#### [PROBLEM DETAILS]
Identify each line in the entries below that contains the word "lawn" and copy every such line in full.

#### [THE RECORDS]
# # # # #
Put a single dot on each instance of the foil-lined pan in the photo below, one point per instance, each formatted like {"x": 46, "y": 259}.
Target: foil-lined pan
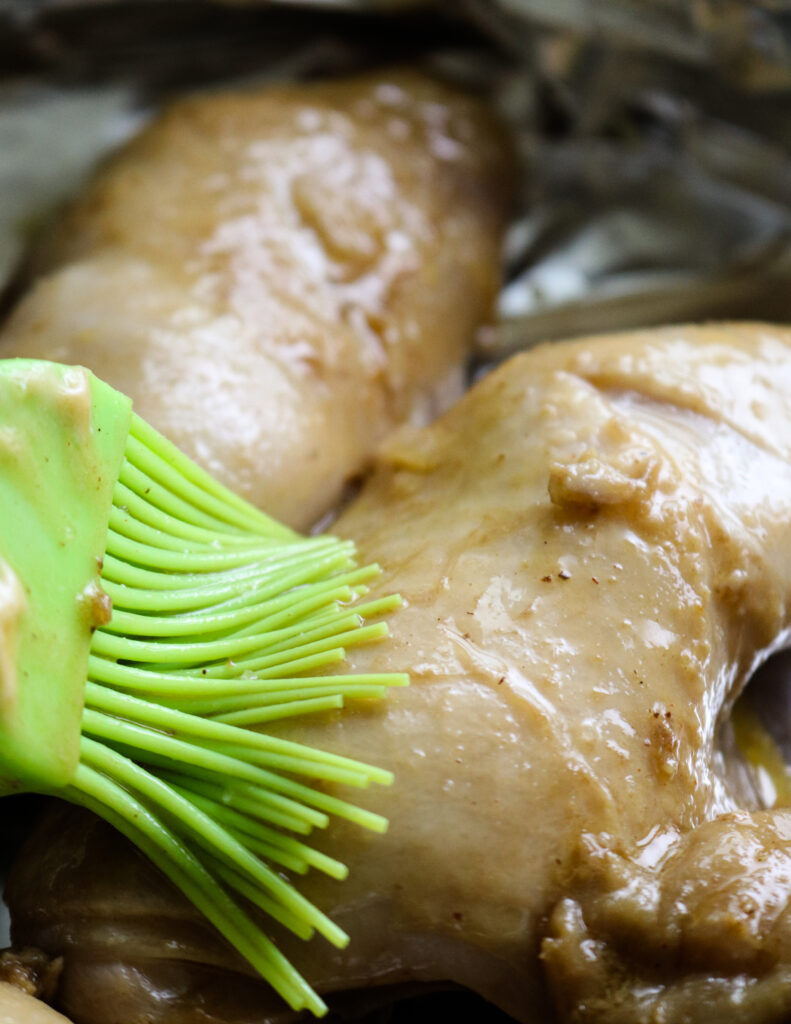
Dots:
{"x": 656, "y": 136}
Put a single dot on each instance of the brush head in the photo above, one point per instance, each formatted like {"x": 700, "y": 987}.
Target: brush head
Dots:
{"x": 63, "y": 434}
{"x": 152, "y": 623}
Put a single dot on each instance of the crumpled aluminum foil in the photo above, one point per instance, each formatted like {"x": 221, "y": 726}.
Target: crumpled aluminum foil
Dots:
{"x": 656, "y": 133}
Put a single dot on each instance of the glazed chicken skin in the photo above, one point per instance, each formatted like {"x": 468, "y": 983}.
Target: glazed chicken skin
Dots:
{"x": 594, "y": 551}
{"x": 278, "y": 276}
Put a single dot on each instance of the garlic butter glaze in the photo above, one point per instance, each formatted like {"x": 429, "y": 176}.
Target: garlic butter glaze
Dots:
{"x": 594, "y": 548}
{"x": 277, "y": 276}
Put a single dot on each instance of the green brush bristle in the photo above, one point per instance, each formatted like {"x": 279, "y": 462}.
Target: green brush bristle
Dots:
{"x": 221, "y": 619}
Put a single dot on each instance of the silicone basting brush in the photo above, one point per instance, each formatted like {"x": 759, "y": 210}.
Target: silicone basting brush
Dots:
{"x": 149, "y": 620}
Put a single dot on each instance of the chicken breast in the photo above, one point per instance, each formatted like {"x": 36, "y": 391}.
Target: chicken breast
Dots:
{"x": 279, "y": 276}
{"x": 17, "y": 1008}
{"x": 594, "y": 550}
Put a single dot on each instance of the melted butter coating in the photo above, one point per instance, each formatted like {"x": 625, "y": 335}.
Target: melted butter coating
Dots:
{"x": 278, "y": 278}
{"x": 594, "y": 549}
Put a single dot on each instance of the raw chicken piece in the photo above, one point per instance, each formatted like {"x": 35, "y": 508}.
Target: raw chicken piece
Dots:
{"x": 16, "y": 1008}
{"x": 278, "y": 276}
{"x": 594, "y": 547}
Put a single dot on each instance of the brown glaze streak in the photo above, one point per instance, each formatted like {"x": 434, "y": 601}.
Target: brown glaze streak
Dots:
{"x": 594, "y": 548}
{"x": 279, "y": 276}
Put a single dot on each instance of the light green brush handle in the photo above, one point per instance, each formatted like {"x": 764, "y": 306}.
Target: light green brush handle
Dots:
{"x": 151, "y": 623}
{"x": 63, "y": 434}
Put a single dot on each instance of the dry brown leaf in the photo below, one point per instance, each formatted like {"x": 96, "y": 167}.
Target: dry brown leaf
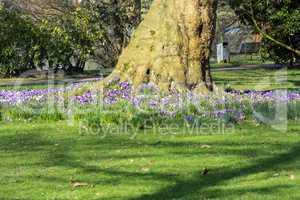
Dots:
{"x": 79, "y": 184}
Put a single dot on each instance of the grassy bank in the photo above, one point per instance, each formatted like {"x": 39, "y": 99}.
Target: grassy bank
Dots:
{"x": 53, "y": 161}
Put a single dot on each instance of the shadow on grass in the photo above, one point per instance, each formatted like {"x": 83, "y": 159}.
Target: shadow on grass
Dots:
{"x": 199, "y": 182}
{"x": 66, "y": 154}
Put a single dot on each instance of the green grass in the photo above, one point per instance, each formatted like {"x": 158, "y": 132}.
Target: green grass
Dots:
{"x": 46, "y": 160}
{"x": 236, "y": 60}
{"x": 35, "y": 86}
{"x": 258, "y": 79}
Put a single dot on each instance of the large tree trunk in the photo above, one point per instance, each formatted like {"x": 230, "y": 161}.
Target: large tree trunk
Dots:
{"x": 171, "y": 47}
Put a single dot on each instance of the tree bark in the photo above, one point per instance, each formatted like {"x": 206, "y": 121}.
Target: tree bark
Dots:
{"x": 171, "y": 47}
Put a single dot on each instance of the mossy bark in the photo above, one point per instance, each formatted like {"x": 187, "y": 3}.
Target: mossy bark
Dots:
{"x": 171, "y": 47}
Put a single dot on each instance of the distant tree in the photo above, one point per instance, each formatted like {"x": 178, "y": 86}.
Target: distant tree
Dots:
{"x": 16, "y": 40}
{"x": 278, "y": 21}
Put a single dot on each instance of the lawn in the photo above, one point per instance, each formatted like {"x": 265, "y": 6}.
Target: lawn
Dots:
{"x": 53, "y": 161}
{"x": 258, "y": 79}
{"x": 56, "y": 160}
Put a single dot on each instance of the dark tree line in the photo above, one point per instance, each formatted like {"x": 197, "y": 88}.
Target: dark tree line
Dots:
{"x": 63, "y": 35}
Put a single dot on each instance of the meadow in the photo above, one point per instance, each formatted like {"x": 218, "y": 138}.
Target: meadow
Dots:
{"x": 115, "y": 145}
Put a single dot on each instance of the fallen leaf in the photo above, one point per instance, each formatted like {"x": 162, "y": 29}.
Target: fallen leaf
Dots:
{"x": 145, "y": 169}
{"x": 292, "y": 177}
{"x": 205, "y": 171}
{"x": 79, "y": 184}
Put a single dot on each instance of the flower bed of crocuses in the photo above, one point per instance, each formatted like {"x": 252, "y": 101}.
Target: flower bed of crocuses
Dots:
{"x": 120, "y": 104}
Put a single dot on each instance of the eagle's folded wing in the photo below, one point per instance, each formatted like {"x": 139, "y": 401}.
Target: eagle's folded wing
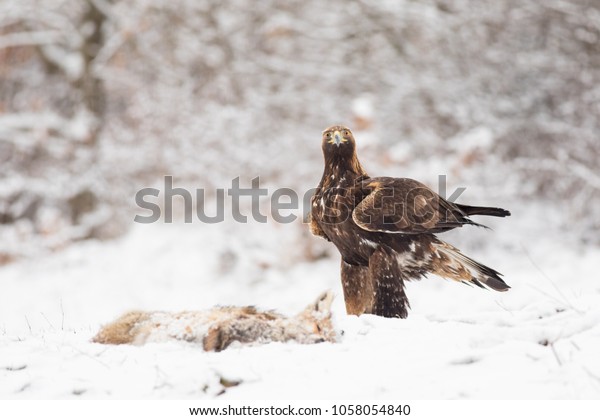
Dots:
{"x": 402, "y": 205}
# # # # #
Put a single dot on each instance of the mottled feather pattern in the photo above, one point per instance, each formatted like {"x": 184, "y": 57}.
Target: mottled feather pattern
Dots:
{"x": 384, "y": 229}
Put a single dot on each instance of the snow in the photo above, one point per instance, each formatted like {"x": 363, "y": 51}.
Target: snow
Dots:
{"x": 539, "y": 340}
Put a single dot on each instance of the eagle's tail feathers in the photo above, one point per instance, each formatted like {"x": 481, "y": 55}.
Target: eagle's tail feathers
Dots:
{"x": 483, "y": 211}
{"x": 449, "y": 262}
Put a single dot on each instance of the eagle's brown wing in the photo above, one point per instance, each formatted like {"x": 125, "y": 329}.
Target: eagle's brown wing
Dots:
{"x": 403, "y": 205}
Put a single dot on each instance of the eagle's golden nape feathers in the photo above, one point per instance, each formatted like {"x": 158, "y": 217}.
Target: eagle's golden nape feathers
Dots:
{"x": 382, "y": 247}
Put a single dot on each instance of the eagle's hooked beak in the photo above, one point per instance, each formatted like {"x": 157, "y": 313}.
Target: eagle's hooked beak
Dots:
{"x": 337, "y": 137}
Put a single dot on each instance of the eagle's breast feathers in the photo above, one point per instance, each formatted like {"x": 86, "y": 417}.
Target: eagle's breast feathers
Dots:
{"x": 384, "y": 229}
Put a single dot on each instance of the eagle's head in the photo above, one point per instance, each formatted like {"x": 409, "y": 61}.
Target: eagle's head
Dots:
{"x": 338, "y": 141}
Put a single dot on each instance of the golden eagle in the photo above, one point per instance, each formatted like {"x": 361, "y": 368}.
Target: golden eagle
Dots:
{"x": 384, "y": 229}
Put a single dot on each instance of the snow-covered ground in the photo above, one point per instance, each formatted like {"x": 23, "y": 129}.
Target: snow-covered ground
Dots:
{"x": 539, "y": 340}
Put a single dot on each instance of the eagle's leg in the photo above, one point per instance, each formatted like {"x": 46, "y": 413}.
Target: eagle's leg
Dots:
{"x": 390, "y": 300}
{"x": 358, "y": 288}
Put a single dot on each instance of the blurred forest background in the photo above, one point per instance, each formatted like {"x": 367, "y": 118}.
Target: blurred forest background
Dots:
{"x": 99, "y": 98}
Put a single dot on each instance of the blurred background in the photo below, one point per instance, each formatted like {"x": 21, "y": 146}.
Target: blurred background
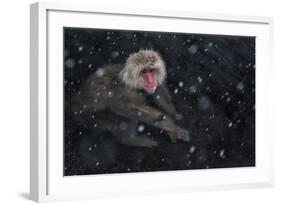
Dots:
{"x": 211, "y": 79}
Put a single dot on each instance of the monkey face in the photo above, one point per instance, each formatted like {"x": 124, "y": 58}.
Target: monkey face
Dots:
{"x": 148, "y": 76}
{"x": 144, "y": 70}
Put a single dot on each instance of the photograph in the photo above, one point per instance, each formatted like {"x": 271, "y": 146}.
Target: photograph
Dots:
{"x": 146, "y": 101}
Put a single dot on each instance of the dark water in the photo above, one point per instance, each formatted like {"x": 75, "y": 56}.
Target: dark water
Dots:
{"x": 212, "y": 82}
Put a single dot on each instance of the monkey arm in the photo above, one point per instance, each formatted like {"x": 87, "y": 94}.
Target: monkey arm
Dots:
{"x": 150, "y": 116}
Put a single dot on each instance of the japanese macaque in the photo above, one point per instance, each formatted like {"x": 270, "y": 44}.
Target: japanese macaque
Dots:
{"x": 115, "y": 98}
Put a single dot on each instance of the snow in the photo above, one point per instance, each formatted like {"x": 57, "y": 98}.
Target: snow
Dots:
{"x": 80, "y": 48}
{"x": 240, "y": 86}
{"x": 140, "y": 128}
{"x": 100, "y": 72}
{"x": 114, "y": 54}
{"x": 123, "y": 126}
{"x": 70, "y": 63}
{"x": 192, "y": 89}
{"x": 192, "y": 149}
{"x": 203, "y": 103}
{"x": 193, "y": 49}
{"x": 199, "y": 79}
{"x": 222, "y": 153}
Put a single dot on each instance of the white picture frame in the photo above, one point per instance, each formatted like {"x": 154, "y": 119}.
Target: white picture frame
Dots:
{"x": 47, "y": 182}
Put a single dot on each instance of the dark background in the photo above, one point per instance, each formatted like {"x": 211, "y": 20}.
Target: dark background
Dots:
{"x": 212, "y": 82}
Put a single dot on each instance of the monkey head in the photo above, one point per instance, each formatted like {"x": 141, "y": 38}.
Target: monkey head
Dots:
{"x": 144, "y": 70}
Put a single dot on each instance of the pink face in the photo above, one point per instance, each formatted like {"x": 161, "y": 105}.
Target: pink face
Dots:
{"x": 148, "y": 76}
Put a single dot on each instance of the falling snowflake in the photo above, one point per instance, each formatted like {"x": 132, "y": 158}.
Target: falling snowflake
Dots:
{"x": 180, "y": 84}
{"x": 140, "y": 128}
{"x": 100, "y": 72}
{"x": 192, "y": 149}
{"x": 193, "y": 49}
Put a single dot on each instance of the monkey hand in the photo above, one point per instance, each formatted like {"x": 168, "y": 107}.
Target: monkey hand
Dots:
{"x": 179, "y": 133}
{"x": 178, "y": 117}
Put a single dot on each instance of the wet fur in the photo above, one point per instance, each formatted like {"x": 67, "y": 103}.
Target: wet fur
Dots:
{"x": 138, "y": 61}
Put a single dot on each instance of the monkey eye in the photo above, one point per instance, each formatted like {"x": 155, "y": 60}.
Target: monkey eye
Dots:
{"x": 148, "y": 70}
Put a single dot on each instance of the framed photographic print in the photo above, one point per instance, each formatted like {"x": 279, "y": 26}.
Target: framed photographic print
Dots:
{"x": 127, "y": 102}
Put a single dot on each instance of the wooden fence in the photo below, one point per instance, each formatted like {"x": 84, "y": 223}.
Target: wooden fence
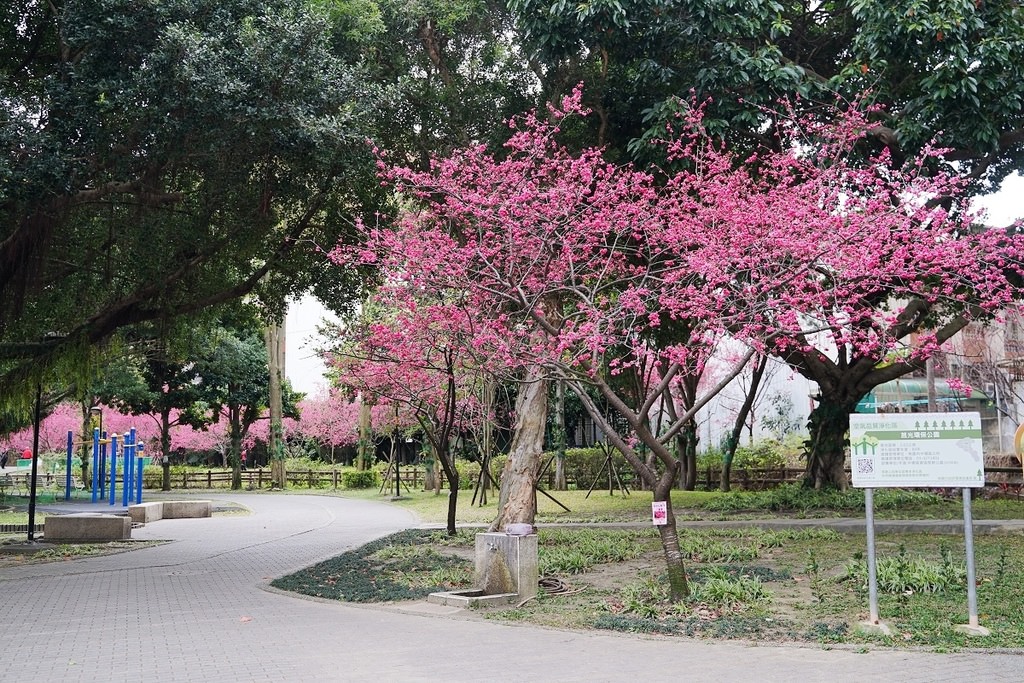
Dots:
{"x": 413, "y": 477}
# # # # #
#### [COMPLETED EXERCISE]
Put a single dot on each instance of the lawn in the photo above, one point per instance, each formatted like {"x": 265, "y": 6}.
Target: lawn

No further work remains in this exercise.